### [Extract to read]
========
Death threats and illness
In December 2013, the Belgian newspaper Het Laatste Nieuws received a bullet in the post with a letter addressed to Bart De Wever, apparently from a communist extremist. De Wever received police protection. In November 2013, De Wever was admitted to hospital with severe anxiety and chest pains. He was readmitted into an intensive care unit in February 2014 with a severe lung infection.
In March 2014, Bart De Wever made a live appearance at the Flemish television awards, dressed in a Panda suit; a reference to a decision by the Di Rupo government to import two pandas at a cost per panda greater than the legal maximum director's salary in Belgium. Nevertheless, because those pandas are initially gifts from the People's Republic of China, Di Rupo thought of it as impolite to refuse.
========
### [Given entries]
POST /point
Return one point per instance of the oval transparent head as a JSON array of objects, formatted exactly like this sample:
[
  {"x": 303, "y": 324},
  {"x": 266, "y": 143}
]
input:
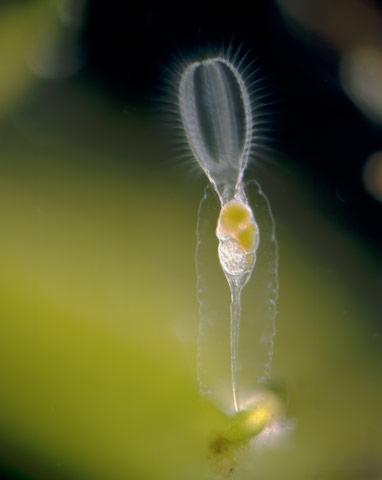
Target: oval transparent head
[
  {"x": 216, "y": 116},
  {"x": 258, "y": 308}
]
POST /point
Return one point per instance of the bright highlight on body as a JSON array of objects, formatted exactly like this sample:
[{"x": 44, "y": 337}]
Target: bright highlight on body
[{"x": 217, "y": 118}]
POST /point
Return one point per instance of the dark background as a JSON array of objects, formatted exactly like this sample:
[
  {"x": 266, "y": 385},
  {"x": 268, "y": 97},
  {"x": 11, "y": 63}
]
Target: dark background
[{"x": 128, "y": 48}]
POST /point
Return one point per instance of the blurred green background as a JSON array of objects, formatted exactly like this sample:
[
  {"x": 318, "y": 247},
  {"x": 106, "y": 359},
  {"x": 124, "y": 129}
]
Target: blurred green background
[{"x": 98, "y": 311}]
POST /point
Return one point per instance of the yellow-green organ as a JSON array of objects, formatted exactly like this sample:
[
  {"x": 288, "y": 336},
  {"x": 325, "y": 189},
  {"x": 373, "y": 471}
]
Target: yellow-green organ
[{"x": 238, "y": 237}]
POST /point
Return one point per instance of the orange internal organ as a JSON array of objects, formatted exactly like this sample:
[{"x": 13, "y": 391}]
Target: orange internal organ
[{"x": 236, "y": 221}]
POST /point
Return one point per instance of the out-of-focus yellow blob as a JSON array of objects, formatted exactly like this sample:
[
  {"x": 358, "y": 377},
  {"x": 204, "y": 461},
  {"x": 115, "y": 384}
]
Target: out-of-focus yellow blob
[
  {"x": 234, "y": 215},
  {"x": 247, "y": 237},
  {"x": 236, "y": 221}
]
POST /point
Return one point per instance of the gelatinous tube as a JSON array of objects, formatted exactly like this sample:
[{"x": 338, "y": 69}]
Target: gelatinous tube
[{"x": 217, "y": 119}]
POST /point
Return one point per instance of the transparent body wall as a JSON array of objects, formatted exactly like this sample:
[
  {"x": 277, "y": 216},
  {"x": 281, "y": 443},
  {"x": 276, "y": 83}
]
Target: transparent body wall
[{"x": 236, "y": 251}]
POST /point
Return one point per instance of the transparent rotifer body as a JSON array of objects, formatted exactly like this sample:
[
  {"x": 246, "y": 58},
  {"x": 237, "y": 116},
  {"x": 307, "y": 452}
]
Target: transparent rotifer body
[{"x": 250, "y": 323}]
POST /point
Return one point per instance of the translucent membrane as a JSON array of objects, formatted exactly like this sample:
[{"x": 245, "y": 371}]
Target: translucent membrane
[
  {"x": 236, "y": 335},
  {"x": 217, "y": 119},
  {"x": 216, "y": 115}
]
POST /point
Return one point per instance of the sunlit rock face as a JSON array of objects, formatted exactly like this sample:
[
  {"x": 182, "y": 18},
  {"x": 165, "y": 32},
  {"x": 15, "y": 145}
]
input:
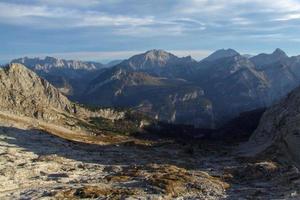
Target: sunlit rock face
[{"x": 279, "y": 128}]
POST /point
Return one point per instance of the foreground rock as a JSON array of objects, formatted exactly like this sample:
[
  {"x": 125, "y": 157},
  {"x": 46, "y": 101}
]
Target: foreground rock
[
  {"x": 278, "y": 131},
  {"x": 37, "y": 165}
]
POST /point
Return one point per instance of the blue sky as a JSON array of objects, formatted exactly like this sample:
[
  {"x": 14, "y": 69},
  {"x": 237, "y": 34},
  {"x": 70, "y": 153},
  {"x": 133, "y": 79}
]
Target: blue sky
[{"x": 104, "y": 30}]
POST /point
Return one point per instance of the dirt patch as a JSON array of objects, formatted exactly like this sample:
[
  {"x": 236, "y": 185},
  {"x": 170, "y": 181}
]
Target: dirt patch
[{"x": 93, "y": 192}]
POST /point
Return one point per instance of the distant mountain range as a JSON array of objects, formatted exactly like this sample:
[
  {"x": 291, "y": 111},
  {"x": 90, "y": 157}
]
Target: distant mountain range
[
  {"x": 69, "y": 76},
  {"x": 180, "y": 90}
]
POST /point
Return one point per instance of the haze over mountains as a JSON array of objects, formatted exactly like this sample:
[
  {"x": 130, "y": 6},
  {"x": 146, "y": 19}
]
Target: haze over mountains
[
  {"x": 168, "y": 88},
  {"x": 180, "y": 90}
]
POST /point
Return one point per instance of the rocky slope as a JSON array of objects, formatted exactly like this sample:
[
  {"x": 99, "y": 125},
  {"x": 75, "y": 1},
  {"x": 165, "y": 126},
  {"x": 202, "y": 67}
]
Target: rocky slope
[
  {"x": 157, "y": 82},
  {"x": 69, "y": 76},
  {"x": 138, "y": 83},
  {"x": 279, "y": 129},
  {"x": 24, "y": 93}
]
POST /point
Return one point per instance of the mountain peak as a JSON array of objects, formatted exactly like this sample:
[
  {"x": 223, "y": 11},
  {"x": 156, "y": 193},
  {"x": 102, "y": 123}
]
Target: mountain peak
[
  {"x": 221, "y": 53},
  {"x": 157, "y": 53},
  {"x": 279, "y": 52},
  {"x": 16, "y": 67}
]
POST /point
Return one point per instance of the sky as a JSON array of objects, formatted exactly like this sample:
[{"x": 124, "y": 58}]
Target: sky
[{"x": 103, "y": 30}]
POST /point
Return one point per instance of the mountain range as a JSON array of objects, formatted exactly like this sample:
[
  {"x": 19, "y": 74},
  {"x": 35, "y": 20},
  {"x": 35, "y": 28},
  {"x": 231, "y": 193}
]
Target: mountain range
[
  {"x": 179, "y": 90},
  {"x": 83, "y": 148}
]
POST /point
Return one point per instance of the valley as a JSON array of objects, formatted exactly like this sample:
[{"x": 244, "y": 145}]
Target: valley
[
  {"x": 53, "y": 148},
  {"x": 39, "y": 165}
]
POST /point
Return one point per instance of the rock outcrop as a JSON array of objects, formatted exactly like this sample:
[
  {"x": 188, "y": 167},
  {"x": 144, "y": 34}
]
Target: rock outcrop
[
  {"x": 25, "y": 93},
  {"x": 279, "y": 128}
]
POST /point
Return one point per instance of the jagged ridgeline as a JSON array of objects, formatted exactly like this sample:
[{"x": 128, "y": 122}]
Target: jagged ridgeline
[
  {"x": 175, "y": 89},
  {"x": 25, "y": 93}
]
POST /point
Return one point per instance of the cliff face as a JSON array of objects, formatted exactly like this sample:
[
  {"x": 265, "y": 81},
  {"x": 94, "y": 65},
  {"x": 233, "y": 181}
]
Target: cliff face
[
  {"x": 24, "y": 93},
  {"x": 279, "y": 128}
]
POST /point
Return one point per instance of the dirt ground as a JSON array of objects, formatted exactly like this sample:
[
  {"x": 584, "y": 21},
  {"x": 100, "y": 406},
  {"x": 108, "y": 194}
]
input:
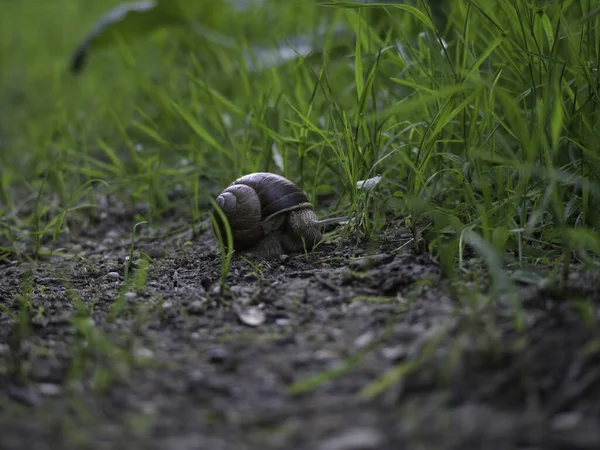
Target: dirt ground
[{"x": 176, "y": 366}]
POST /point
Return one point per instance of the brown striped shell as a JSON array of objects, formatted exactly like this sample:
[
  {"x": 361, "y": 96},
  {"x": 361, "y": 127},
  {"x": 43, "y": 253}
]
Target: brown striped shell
[{"x": 255, "y": 205}]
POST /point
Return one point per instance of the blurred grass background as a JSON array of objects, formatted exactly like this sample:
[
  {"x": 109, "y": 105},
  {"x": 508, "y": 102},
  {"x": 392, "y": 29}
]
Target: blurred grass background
[{"x": 480, "y": 116}]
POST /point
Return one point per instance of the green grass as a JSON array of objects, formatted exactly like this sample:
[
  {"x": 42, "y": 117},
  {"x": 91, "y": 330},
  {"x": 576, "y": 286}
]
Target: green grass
[
  {"x": 490, "y": 142},
  {"x": 483, "y": 125}
]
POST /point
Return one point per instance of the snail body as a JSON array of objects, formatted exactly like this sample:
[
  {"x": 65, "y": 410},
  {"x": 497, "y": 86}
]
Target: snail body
[{"x": 269, "y": 215}]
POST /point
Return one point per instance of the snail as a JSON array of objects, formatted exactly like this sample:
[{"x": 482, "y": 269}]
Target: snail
[{"x": 269, "y": 215}]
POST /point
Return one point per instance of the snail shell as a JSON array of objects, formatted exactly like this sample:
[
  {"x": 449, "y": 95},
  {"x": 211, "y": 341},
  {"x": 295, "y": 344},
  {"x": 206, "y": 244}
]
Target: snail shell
[{"x": 256, "y": 205}]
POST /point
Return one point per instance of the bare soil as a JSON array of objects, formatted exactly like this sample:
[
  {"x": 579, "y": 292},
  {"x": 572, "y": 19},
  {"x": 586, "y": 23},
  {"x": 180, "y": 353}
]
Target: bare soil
[{"x": 178, "y": 365}]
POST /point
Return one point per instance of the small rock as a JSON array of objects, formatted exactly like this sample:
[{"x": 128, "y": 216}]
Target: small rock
[
  {"x": 364, "y": 339},
  {"x": 144, "y": 353},
  {"x": 195, "y": 336},
  {"x": 218, "y": 354},
  {"x": 156, "y": 251},
  {"x": 369, "y": 262},
  {"x": 356, "y": 439},
  {"x": 49, "y": 389},
  {"x": 393, "y": 353},
  {"x": 25, "y": 395},
  {"x": 197, "y": 306},
  {"x": 325, "y": 355},
  {"x": 253, "y": 316},
  {"x": 566, "y": 421},
  {"x": 196, "y": 376}
]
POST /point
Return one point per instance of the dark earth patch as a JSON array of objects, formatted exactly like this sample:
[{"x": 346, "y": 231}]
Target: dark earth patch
[{"x": 169, "y": 364}]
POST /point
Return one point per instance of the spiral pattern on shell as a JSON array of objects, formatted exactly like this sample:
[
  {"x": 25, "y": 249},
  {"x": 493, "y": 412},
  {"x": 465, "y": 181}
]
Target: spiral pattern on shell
[{"x": 255, "y": 199}]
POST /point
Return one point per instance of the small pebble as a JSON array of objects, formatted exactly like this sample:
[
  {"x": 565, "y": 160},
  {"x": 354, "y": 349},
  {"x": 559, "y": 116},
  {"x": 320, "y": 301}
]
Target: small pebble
[
  {"x": 364, "y": 339},
  {"x": 393, "y": 353},
  {"x": 144, "y": 353},
  {"x": 197, "y": 306},
  {"x": 49, "y": 389},
  {"x": 195, "y": 336},
  {"x": 218, "y": 355},
  {"x": 356, "y": 439},
  {"x": 24, "y": 395}
]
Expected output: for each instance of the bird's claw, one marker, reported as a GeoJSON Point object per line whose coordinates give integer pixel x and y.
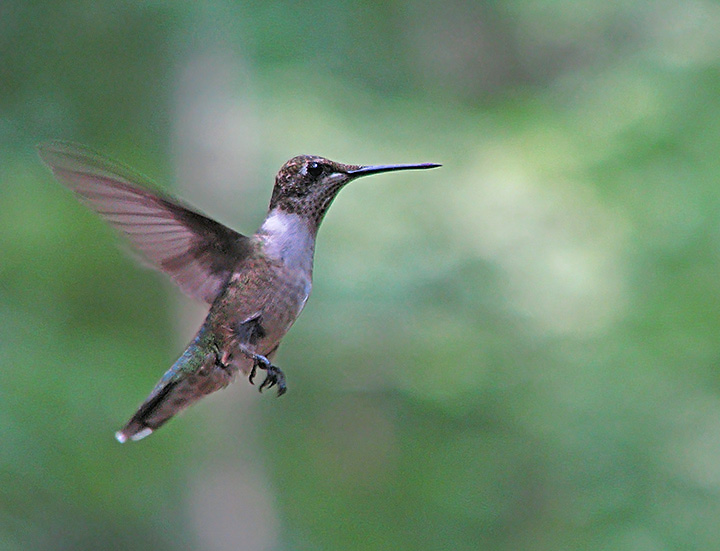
{"type": "Point", "coordinates": [274, 376]}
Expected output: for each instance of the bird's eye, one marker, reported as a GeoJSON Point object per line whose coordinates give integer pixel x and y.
{"type": "Point", "coordinates": [315, 169]}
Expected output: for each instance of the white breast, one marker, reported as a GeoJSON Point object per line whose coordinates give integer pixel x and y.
{"type": "Point", "coordinates": [288, 238]}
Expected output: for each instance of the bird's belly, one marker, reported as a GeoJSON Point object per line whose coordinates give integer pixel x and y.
{"type": "Point", "coordinates": [282, 307]}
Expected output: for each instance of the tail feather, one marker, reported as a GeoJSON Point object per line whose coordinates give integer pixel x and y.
{"type": "Point", "coordinates": [195, 374]}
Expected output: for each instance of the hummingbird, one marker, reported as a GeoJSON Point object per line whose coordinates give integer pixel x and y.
{"type": "Point", "coordinates": [256, 285]}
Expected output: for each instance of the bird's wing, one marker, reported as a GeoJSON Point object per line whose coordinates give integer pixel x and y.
{"type": "Point", "coordinates": [198, 253]}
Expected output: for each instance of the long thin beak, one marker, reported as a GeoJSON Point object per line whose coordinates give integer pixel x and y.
{"type": "Point", "coordinates": [377, 169]}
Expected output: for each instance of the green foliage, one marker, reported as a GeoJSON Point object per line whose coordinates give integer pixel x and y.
{"type": "Point", "coordinates": [516, 351]}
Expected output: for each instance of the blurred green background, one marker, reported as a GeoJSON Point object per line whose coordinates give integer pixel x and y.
{"type": "Point", "coordinates": [520, 350]}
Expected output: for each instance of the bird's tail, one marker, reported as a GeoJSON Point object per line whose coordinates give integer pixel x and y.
{"type": "Point", "coordinates": [191, 377]}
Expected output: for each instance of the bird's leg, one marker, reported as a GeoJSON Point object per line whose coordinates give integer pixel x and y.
{"type": "Point", "coordinates": [222, 357]}
{"type": "Point", "coordinates": [274, 376]}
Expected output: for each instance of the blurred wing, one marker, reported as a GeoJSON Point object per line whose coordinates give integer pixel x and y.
{"type": "Point", "coordinates": [198, 253]}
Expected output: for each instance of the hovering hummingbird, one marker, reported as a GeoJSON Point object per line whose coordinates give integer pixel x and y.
{"type": "Point", "coordinates": [256, 286]}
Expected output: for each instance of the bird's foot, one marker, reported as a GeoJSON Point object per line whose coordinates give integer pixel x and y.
{"type": "Point", "coordinates": [273, 374]}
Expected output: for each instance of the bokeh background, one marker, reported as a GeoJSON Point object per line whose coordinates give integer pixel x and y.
{"type": "Point", "coordinates": [520, 350]}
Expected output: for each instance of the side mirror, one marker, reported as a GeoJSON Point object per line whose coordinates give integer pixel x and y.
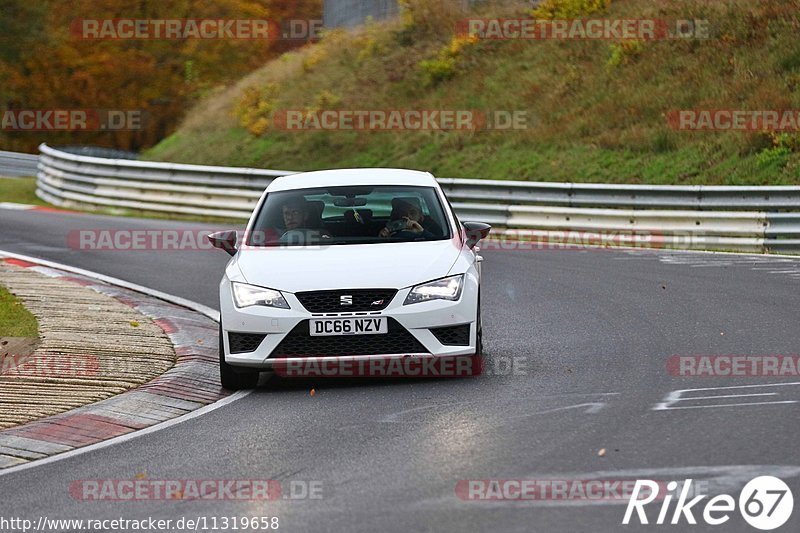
{"type": "Point", "coordinates": [224, 240]}
{"type": "Point", "coordinates": [475, 232]}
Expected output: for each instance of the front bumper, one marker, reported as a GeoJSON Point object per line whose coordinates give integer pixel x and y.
{"type": "Point", "coordinates": [285, 327]}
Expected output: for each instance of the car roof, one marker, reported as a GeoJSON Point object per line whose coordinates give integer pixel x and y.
{"type": "Point", "coordinates": [352, 176]}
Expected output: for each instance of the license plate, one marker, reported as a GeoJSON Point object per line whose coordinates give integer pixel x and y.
{"type": "Point", "coordinates": [348, 326]}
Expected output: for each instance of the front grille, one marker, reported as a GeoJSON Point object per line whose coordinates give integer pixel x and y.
{"type": "Point", "coordinates": [331, 302]}
{"type": "Point", "coordinates": [298, 343]}
{"type": "Point", "coordinates": [244, 342]}
{"type": "Point", "coordinates": [452, 335]}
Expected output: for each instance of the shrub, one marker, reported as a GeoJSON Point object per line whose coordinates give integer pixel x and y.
{"type": "Point", "coordinates": [569, 9]}
{"type": "Point", "coordinates": [624, 52]}
{"type": "Point", "coordinates": [255, 107]}
{"type": "Point", "coordinates": [445, 65]}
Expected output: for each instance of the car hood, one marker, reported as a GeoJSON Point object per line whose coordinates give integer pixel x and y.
{"type": "Point", "coordinates": [351, 266]}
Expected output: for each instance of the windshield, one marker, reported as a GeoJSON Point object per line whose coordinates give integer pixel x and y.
{"type": "Point", "coordinates": [349, 215]}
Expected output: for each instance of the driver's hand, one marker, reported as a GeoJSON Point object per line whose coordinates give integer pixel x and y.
{"type": "Point", "coordinates": [413, 225]}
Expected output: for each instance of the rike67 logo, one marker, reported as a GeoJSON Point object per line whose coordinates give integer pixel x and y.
{"type": "Point", "coordinates": [765, 503]}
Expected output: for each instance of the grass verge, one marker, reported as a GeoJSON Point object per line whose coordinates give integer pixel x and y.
{"type": "Point", "coordinates": [15, 320]}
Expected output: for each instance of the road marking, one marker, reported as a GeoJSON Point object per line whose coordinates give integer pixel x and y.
{"type": "Point", "coordinates": [674, 397]}
{"type": "Point", "coordinates": [202, 309]}
{"type": "Point", "coordinates": [16, 207]}
{"type": "Point", "coordinates": [128, 436]}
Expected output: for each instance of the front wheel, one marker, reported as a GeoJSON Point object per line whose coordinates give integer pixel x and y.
{"type": "Point", "coordinates": [230, 378]}
{"type": "Point", "coordinates": [479, 331]}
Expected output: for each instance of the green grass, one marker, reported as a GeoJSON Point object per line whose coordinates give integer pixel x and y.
{"type": "Point", "coordinates": [15, 320]}
{"type": "Point", "coordinates": [19, 191]}
{"type": "Point", "coordinates": [591, 121]}
{"type": "Point", "coordinates": [22, 191]}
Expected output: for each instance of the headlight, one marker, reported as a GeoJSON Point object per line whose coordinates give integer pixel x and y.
{"type": "Point", "coordinates": [246, 295]}
{"type": "Point", "coordinates": [441, 289]}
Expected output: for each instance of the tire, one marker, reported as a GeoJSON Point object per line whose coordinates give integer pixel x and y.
{"type": "Point", "coordinates": [479, 333]}
{"type": "Point", "coordinates": [231, 378]}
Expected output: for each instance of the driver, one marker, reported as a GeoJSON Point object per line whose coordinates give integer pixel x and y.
{"type": "Point", "coordinates": [297, 216]}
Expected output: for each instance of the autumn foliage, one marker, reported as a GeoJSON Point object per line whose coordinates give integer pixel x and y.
{"type": "Point", "coordinates": [43, 65]}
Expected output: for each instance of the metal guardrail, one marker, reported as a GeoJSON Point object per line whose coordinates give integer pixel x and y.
{"type": "Point", "coordinates": [14, 164]}
{"type": "Point", "coordinates": [690, 217]}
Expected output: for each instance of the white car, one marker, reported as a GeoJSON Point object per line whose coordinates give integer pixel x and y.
{"type": "Point", "coordinates": [348, 264]}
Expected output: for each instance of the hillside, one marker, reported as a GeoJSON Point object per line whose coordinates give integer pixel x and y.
{"type": "Point", "coordinates": [596, 109]}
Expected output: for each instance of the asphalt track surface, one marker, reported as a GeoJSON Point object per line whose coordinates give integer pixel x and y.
{"type": "Point", "coordinates": [588, 334]}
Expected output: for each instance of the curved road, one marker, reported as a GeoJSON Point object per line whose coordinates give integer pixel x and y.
{"type": "Point", "coordinates": [587, 334]}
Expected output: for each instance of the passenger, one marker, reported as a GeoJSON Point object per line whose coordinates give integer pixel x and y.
{"type": "Point", "coordinates": [417, 225]}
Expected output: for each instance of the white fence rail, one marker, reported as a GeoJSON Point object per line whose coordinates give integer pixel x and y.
{"type": "Point", "coordinates": [691, 217]}
{"type": "Point", "coordinates": [14, 164]}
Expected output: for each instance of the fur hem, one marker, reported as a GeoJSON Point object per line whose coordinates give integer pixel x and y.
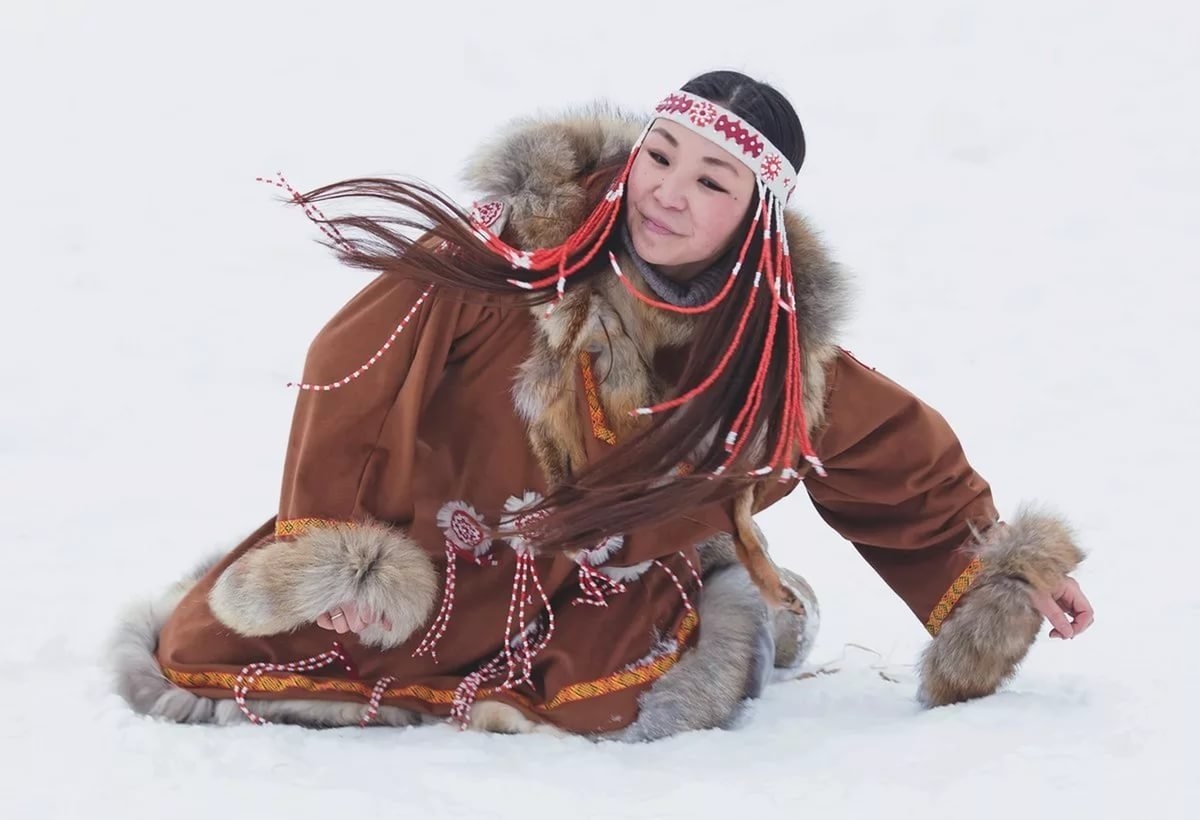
{"type": "Point", "coordinates": [138, 678]}
{"type": "Point", "coordinates": [286, 585]}
{"type": "Point", "coordinates": [990, 630]}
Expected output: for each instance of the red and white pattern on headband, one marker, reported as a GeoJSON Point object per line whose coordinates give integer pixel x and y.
{"type": "Point", "coordinates": [735, 135]}
{"type": "Point", "coordinates": [490, 214]}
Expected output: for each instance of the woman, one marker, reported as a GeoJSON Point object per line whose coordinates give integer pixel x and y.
{"type": "Point", "coordinates": [504, 515]}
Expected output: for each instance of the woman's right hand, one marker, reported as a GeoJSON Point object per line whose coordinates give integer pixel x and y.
{"type": "Point", "coordinates": [349, 617]}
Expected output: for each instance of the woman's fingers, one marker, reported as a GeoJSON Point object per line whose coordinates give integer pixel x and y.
{"type": "Point", "coordinates": [1073, 599]}
{"type": "Point", "coordinates": [351, 617]}
{"type": "Point", "coordinates": [1067, 609]}
{"type": "Point", "coordinates": [1054, 614]}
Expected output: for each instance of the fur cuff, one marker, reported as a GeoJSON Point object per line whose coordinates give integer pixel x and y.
{"type": "Point", "coordinates": [990, 630]}
{"type": "Point", "coordinates": [286, 585]}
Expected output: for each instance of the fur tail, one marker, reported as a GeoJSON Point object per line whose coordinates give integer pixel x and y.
{"type": "Point", "coordinates": [988, 634]}
{"type": "Point", "coordinates": [286, 585]}
{"type": "Point", "coordinates": [136, 674]}
{"type": "Point", "coordinates": [138, 678]}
========
### [Complete the following]
[a] Print the section on death threats and illness from "Death threats and" to "impolite to refuse.".
[b] According to the section on death threats and illness, why was De Wever readmitted to an intensive care unit in February 2014?
[c] List every month and year given in the section on death threats and illness.

### [Solution list]
[a]
Death threats and illness
In December 2013, the Belgian newspaper Het Laatste Nieuws received a bullet in the post with a letter addressed to Bart De Wever, apparently from a communist extremist. De Wever received police protection. In November 2013, De Wever was admitted to hospital with severe anxiety and chest pains. He was readmitted into an intensive care unit in February 2014 with a severe lung infection.
In March 2014, Bart De Wever made a live appearance at the Flemish television awards, dressed in a Panda suit; a reference to a decision by the Di Rupo government to import two pandas at a cost per panda greater than the legal maximum director's salary in Belgium. Nevertheless, because those pandas are initially gifts from the People's Republic of China, Di Rupo thought of it as impolite to refuse.

[b] He had a severe lung infection.

[c]
December 2013
November 2013
February 2014
March 2014